Data items
*-*-*

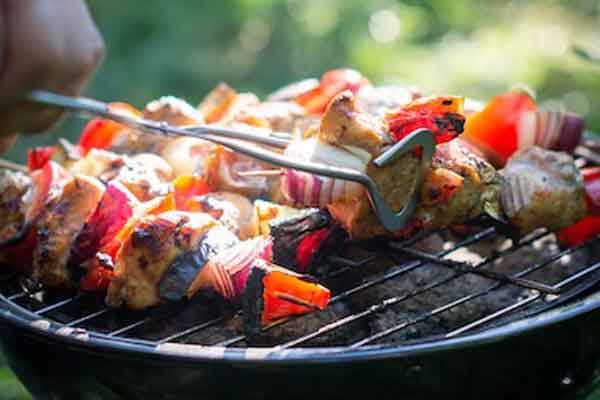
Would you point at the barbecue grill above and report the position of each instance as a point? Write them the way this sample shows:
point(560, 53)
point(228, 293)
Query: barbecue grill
point(540, 341)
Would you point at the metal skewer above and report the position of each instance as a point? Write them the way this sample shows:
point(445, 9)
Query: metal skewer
point(237, 140)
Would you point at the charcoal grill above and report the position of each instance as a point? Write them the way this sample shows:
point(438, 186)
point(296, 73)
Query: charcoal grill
point(543, 343)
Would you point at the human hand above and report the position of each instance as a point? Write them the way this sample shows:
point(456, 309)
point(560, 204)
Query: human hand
point(44, 44)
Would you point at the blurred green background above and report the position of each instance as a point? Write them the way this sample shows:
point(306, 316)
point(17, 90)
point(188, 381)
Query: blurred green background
point(467, 47)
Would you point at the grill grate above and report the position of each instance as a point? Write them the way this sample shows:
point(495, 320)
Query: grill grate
point(539, 285)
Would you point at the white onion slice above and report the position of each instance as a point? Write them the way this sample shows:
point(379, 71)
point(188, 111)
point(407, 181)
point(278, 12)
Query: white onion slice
point(552, 130)
point(308, 190)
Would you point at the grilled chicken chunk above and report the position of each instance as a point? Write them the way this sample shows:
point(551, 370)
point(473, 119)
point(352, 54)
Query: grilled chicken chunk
point(13, 187)
point(542, 188)
point(59, 227)
point(159, 245)
point(144, 174)
point(343, 124)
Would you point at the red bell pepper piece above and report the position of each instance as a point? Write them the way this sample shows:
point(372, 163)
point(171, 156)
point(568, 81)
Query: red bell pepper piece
point(495, 129)
point(443, 115)
point(37, 157)
point(332, 83)
point(591, 179)
point(100, 133)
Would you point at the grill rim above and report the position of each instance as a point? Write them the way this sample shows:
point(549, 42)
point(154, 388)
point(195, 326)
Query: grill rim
point(27, 322)
point(49, 330)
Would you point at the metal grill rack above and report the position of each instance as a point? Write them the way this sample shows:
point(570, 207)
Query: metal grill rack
point(80, 311)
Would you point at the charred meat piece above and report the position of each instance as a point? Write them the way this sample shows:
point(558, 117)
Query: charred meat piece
point(59, 227)
point(234, 211)
point(343, 124)
point(300, 242)
point(276, 115)
point(155, 244)
point(173, 111)
point(13, 186)
point(222, 173)
point(223, 104)
point(542, 188)
point(460, 186)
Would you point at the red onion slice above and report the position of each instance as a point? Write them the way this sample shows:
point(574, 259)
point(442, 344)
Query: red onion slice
point(308, 190)
point(552, 130)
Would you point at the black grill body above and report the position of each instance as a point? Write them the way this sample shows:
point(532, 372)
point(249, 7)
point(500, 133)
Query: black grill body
point(540, 345)
point(546, 357)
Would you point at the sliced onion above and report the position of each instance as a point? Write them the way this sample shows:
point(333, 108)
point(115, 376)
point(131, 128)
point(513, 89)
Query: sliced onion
point(304, 189)
point(553, 130)
point(228, 271)
point(183, 155)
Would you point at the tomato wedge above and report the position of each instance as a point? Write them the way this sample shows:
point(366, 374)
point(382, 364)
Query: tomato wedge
point(495, 129)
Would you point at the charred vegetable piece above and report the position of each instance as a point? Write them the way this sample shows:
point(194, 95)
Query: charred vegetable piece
point(591, 180)
point(443, 115)
point(46, 186)
point(300, 242)
point(101, 133)
point(233, 210)
point(186, 188)
point(59, 227)
point(332, 83)
point(146, 255)
point(176, 281)
point(113, 212)
point(222, 173)
point(495, 128)
point(343, 124)
point(542, 188)
point(37, 157)
point(273, 293)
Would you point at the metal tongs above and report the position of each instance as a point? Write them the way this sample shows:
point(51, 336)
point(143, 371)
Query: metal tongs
point(230, 138)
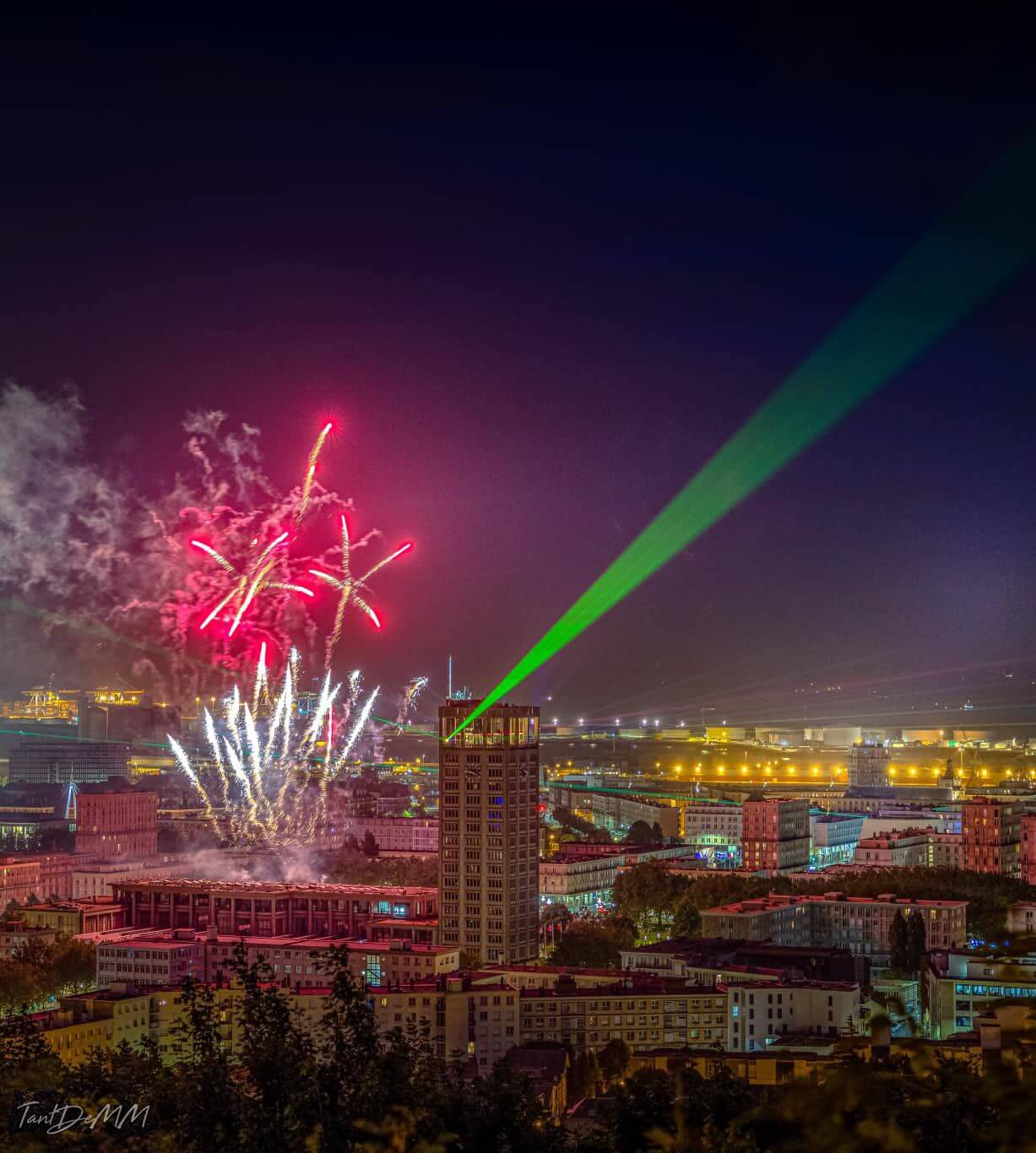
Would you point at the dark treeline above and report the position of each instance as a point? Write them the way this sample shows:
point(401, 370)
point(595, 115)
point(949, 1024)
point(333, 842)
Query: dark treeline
point(344, 1086)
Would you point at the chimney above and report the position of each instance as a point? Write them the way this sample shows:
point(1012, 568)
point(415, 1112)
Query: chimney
point(989, 1039)
point(881, 1037)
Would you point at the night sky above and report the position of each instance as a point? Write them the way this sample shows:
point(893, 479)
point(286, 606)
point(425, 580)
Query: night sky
point(539, 271)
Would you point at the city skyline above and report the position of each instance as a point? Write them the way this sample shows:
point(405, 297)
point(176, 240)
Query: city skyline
point(516, 580)
point(894, 545)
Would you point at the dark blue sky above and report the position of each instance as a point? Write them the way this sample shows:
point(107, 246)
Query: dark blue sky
point(540, 270)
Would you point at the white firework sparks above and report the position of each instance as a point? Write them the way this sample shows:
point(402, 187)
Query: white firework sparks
point(269, 774)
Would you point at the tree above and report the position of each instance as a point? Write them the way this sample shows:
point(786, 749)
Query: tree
point(614, 1058)
point(593, 944)
point(898, 942)
point(646, 895)
point(277, 1055)
point(916, 939)
point(686, 919)
point(643, 1108)
point(209, 1109)
point(584, 1076)
point(641, 834)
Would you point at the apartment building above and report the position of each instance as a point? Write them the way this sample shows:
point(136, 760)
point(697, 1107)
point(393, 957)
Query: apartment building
point(490, 777)
point(777, 835)
point(646, 1013)
point(835, 920)
point(759, 1014)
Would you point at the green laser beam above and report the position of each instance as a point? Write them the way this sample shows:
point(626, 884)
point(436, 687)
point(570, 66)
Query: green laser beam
point(411, 730)
point(989, 235)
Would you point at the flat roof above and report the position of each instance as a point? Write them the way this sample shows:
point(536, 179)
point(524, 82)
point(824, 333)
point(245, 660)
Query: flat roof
point(777, 986)
point(276, 888)
point(637, 987)
point(786, 901)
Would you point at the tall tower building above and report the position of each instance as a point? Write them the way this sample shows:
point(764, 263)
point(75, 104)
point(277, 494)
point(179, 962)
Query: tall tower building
point(869, 767)
point(488, 782)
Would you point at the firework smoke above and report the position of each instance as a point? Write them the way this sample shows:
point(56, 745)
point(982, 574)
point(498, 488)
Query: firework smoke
point(100, 569)
point(349, 589)
point(409, 700)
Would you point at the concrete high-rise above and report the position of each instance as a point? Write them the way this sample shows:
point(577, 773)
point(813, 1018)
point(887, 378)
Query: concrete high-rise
point(869, 767)
point(775, 835)
point(488, 781)
point(991, 834)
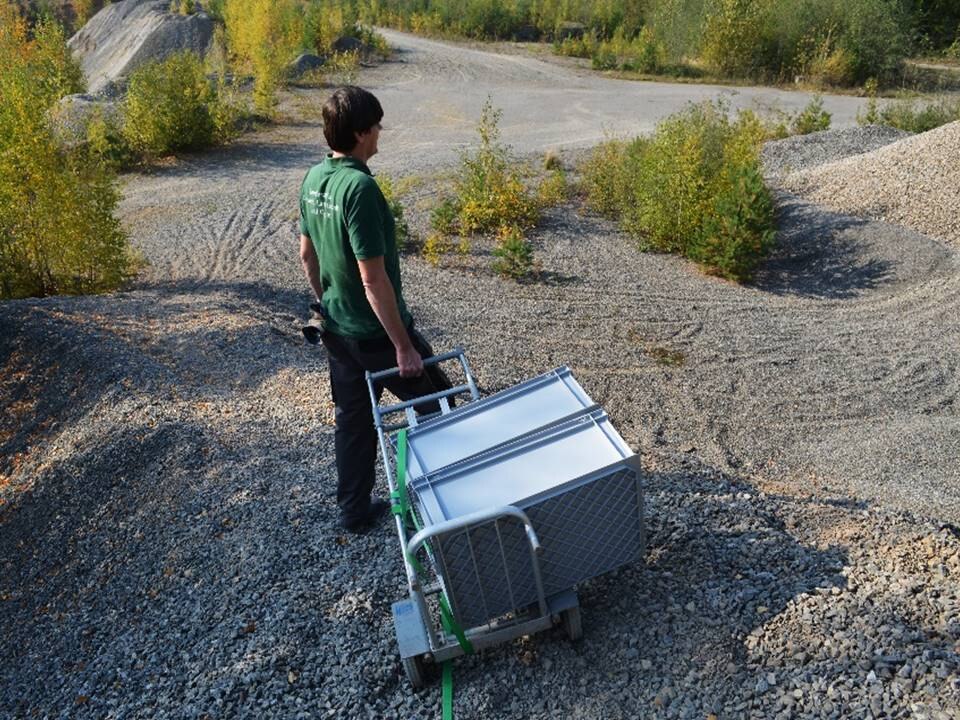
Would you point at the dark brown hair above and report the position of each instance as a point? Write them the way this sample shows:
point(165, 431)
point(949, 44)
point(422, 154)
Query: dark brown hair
point(348, 111)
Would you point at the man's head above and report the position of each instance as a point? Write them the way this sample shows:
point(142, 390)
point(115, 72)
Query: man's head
point(351, 116)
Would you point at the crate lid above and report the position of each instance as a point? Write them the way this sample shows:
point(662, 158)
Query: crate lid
point(507, 415)
point(540, 465)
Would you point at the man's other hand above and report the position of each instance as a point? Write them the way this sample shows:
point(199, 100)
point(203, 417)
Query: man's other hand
point(409, 362)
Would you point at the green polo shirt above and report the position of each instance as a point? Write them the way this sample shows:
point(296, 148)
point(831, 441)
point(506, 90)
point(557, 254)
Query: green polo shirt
point(344, 213)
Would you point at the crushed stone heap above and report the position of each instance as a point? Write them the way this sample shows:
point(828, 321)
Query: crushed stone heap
point(914, 182)
point(129, 33)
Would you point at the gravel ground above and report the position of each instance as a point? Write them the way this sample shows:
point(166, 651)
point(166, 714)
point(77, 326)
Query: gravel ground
point(168, 537)
point(914, 182)
point(800, 152)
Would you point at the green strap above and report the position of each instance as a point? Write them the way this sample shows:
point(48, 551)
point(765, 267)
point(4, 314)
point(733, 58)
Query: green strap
point(402, 472)
point(450, 625)
point(447, 690)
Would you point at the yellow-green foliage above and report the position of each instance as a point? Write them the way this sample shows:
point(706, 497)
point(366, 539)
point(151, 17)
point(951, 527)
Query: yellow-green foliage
point(489, 193)
point(911, 114)
point(170, 106)
point(264, 36)
point(57, 230)
point(390, 192)
point(734, 41)
point(643, 53)
point(514, 256)
point(694, 188)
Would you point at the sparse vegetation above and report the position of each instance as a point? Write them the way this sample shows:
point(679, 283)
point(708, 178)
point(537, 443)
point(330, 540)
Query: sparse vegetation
point(827, 42)
point(58, 234)
point(171, 105)
point(909, 113)
point(390, 192)
point(694, 188)
point(813, 118)
point(491, 197)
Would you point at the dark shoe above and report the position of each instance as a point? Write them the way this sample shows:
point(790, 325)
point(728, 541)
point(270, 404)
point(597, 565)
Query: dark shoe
point(375, 511)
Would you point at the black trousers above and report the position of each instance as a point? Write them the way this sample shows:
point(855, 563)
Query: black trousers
point(355, 438)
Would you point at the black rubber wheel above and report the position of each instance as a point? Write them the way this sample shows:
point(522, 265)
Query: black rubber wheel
point(413, 667)
point(570, 619)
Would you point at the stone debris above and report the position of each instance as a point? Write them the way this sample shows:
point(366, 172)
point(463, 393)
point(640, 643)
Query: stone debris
point(914, 182)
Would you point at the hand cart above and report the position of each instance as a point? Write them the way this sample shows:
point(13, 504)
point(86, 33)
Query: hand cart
point(471, 487)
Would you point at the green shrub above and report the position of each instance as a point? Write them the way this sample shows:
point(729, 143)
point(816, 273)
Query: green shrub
point(389, 190)
point(912, 115)
point(443, 218)
point(488, 193)
point(876, 34)
point(738, 228)
point(736, 40)
point(691, 189)
point(813, 118)
point(552, 189)
point(183, 7)
point(265, 35)
point(58, 233)
point(170, 106)
point(514, 256)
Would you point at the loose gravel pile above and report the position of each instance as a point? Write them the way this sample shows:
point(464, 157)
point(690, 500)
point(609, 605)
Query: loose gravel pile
point(801, 152)
point(914, 182)
point(169, 545)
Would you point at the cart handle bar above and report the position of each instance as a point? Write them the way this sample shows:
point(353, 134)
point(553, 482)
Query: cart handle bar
point(475, 518)
point(390, 372)
point(380, 412)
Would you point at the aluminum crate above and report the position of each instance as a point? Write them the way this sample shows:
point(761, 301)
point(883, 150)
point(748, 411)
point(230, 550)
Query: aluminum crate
point(508, 415)
point(579, 484)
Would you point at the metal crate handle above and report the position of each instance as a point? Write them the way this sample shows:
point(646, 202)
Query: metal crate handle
point(465, 522)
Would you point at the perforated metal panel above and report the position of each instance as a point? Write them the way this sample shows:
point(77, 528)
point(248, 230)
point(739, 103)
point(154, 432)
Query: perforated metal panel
point(587, 528)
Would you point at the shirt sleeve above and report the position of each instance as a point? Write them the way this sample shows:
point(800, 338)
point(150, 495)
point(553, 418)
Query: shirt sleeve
point(365, 222)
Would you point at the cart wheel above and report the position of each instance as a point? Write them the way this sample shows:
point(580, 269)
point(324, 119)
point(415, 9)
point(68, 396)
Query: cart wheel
point(571, 623)
point(413, 667)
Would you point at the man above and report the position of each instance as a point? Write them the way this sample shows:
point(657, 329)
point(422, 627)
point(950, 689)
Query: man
point(349, 254)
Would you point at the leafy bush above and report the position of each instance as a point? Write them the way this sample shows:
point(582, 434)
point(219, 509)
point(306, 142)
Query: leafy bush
point(813, 118)
point(735, 36)
point(389, 190)
point(691, 189)
point(488, 193)
point(170, 106)
point(552, 189)
point(443, 218)
point(514, 256)
point(737, 228)
point(57, 229)
point(264, 36)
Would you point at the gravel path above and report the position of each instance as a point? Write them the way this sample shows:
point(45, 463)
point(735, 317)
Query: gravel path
point(168, 538)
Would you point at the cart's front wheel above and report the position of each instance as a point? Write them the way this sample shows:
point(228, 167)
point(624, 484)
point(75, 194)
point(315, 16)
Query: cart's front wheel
point(571, 623)
point(413, 667)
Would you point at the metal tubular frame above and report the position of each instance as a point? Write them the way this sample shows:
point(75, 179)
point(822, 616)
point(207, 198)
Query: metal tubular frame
point(442, 646)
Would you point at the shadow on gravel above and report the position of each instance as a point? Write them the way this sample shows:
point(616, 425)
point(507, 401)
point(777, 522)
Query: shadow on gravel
point(817, 257)
point(672, 632)
point(247, 156)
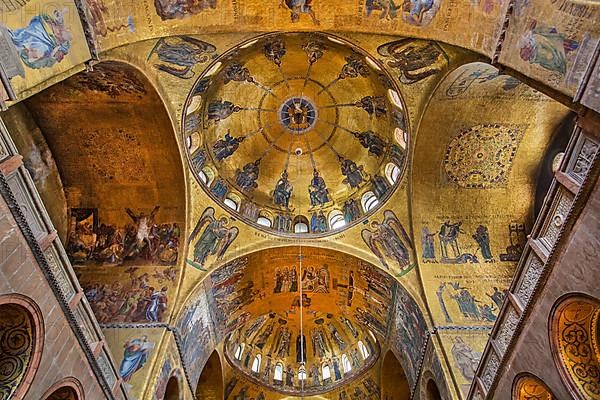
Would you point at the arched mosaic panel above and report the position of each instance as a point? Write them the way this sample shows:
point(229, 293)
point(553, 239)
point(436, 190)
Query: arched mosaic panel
point(575, 337)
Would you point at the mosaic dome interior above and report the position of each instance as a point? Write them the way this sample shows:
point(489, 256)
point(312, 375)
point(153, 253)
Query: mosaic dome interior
point(297, 133)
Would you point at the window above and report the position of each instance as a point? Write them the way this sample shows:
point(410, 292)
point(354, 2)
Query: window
point(238, 351)
point(256, 364)
point(278, 374)
point(392, 172)
point(229, 202)
point(369, 201)
point(326, 372)
point(395, 98)
point(336, 219)
point(346, 364)
point(401, 137)
point(300, 227)
point(363, 350)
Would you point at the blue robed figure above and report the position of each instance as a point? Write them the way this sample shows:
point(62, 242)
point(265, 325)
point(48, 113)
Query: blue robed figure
point(135, 356)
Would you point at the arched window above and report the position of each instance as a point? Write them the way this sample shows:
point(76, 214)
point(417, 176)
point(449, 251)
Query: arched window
point(530, 387)
point(239, 351)
point(278, 374)
point(336, 220)
point(369, 201)
point(231, 203)
point(256, 364)
point(574, 336)
point(326, 371)
point(401, 137)
point(392, 172)
point(363, 350)
point(346, 364)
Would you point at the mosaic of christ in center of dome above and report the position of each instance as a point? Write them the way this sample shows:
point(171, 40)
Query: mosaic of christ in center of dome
point(297, 133)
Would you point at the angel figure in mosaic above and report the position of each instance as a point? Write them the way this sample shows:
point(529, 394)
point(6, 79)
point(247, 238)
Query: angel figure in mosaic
point(215, 238)
point(388, 239)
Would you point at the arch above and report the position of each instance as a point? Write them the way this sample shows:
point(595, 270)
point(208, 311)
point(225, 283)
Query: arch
point(433, 393)
point(210, 384)
point(528, 386)
point(111, 133)
point(336, 219)
point(65, 389)
point(574, 338)
point(394, 384)
point(172, 392)
point(369, 201)
point(392, 173)
point(21, 344)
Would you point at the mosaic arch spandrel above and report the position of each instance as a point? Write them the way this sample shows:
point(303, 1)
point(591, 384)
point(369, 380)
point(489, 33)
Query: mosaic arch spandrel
point(117, 23)
point(472, 214)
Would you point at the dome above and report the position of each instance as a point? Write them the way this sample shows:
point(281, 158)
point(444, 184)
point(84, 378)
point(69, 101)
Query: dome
point(331, 351)
point(296, 133)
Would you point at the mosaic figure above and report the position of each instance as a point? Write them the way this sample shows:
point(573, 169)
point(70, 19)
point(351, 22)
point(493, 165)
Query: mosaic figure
point(319, 195)
point(370, 141)
point(374, 105)
point(215, 239)
point(178, 9)
point(546, 47)
point(387, 239)
point(247, 176)
point(180, 54)
point(353, 173)
point(283, 191)
point(224, 148)
point(220, 110)
point(45, 42)
point(482, 238)
point(299, 7)
point(274, 51)
point(415, 60)
point(428, 244)
point(351, 210)
point(135, 356)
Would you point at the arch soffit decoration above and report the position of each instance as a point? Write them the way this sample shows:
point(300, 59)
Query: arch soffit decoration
point(574, 330)
point(37, 322)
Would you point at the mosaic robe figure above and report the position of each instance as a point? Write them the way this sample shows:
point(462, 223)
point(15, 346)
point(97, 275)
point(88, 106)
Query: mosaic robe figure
point(387, 240)
point(318, 222)
point(374, 105)
point(135, 357)
point(247, 176)
point(179, 57)
point(220, 110)
point(157, 305)
point(283, 191)
point(352, 172)
point(546, 47)
point(318, 192)
point(299, 7)
point(351, 210)
point(370, 141)
point(428, 243)
point(142, 236)
point(482, 238)
point(380, 186)
point(44, 42)
point(215, 239)
point(465, 358)
point(224, 148)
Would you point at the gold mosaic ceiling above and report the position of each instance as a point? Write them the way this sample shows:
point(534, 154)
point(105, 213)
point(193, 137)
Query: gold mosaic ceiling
point(296, 127)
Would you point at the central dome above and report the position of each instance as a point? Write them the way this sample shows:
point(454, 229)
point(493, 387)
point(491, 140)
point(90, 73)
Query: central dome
point(296, 133)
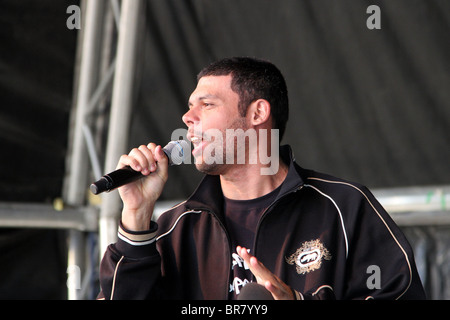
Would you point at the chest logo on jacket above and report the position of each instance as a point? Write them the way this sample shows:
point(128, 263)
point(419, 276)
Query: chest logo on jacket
point(309, 256)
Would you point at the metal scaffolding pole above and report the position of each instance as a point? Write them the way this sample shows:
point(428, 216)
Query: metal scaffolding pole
point(132, 15)
point(78, 166)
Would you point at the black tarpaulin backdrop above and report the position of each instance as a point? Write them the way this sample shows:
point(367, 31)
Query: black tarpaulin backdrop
point(367, 105)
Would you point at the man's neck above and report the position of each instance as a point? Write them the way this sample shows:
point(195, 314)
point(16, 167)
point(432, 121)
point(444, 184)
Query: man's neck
point(246, 182)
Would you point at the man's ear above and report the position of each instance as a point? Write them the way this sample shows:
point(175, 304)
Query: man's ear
point(259, 112)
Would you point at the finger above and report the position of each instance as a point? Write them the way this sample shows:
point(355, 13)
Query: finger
point(278, 289)
point(150, 160)
point(261, 273)
point(144, 159)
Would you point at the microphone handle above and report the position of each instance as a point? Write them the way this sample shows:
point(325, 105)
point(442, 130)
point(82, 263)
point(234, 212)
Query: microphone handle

*-*-*

**DESCRIPTION OF THE TASK:** Although pictures appear among the entries, please set down only the lines from the one with "point(90, 73)" up to and including the one with "point(234, 212)", word for word.

**RESPONSE BOX:**
point(90, 73)
Query: central dome
point(296, 133)
Would you point at the chest logo on jacket above and report the position of each instance as a point? Write them the way this sample shows:
point(128, 263)
point(419, 276)
Query: chest logo on jacket
point(309, 256)
Would you point at the metal scaffolding pole above and report the position of each instance as a point? Write them the way this sample shows:
point(428, 216)
Query: metal scaffolding pole
point(132, 15)
point(78, 166)
Would you point at the black tarpaulin backdrop above and report the position of each instance as a point? Write them the way this sample shows:
point(367, 31)
Query: black tarpaulin backdrop
point(367, 105)
Would you point at the man's neck above and report the position of each instance as a point? Write them the way this sample shows:
point(195, 314)
point(16, 167)
point(432, 121)
point(444, 184)
Query: man's neck
point(246, 182)
Would you point at the man's ear above and report the position of each instance as a point? Write them the way this sample shows:
point(175, 304)
Query: man's ear
point(259, 112)
Would you point at the finger above and report the position of each instance as a point? Write them the way this sample shows:
point(355, 13)
Query: finger
point(278, 289)
point(150, 160)
point(261, 273)
point(144, 159)
Would you point at the microphone handle above and report the position of each instance as a point? Write them the way this sample shows:
point(325, 105)
point(442, 130)
point(82, 263)
point(234, 212)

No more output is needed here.